__Text section__.
☆ ☆ ☆ ☆ ☆ ☆ ☆

WATERVILLE — The city has advertised widely for an assistant city manager, a new position the City Council approved recently as part of the 2021-22 municipal budget.

The person hired for the full-time position, which has drawn four applicants so far, would support City Manager Steve Daly and be a department head-level supervisory and management job.

Waterville City Manager Stephen Daly Submitted photo

“It would free up the city manager to do more economic development — focus on the future rather than the present, which is what the council hired me to do,” Daly said in an interview. “It would allow me to manage the updating of the comprehensive plan and to work with the Central Maine Growth Council to market Waterville, not just within Maine, but regionally and the northeast and nation as well. Who knows? We might get into international marketing, to get employers to come.”

Daly has been city manager more than seven months, having been hired by the City Council on Jan. 5. He succeeded Michael Roy, who had served in the role 16 years but continued working part-time for the city until June to help oversee an $11.2 million downtown revitalization project.

The council budgeted $88,000 for the assistant city manager’s position, to include salary and benefits, but that number could change when the pay is negotiated, according to Daly.

Asked what having an assistant manager in place would allow Daly to do that he can not do now, he said it would enable him to get out of the office and make connections.

☆ ☆ ☆ ☆ ☆ ☆ ☆

(Stored items from a collection)
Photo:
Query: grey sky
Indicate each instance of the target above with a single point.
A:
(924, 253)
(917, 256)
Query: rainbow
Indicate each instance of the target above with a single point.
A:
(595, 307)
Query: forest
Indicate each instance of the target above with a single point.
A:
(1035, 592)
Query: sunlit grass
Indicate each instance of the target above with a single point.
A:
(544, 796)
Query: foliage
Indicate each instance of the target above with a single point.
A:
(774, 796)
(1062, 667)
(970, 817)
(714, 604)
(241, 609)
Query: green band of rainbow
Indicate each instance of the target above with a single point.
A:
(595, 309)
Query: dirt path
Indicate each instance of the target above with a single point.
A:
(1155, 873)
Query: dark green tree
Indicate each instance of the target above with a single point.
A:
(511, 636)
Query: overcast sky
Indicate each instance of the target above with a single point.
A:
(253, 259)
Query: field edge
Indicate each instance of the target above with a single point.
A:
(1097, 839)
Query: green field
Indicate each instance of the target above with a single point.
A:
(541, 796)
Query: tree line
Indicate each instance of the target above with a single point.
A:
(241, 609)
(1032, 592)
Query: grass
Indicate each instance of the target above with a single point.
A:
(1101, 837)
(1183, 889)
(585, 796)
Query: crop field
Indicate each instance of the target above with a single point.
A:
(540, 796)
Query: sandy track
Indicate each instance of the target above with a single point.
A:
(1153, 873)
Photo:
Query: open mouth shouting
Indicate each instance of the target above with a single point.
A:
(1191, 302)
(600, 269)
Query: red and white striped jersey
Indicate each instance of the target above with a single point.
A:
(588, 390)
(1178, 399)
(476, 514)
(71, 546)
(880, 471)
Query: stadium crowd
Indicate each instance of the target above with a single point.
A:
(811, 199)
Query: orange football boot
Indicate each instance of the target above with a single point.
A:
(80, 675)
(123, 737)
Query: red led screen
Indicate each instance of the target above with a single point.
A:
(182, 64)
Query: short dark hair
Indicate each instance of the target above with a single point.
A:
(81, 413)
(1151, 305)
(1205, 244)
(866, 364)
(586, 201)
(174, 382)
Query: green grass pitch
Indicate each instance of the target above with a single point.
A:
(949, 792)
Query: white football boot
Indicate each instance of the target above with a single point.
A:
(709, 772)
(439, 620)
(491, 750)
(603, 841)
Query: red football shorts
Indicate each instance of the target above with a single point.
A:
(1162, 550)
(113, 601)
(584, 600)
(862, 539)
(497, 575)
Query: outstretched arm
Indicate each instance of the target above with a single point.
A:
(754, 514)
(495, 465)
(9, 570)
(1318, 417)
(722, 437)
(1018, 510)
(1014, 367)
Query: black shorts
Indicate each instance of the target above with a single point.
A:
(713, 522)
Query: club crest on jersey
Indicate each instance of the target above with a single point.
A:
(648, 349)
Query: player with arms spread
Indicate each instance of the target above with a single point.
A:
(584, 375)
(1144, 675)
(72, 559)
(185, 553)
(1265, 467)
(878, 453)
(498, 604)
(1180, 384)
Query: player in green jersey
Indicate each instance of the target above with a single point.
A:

☆ ☆ ☆ ☆ ☆ ☆ ☆

__Work task 1__.
Please copy the stretch of the Waterville article from "The council budgeted" through "according to Daly." word for word.
__Work task 2__.
In the Waterville article, why does Daly say the city needs an assistant city manager? Answer in one to three sentences.

__Response area 1__.
The council budgeted $88,000 for the assistant city manager’s position, to include salary and benefits, but that number could change when the pay is negotiated, according to Daly.

__Response area 2__.
Daly says an assistant would free him to do more economic development and focus on the future rather than the present, which is what the council hired him to do. It would let him manage the update of the comprehensive plan and work with the Central Maine Growth Council to market Waterville. It would also let him get out of the office and make connections.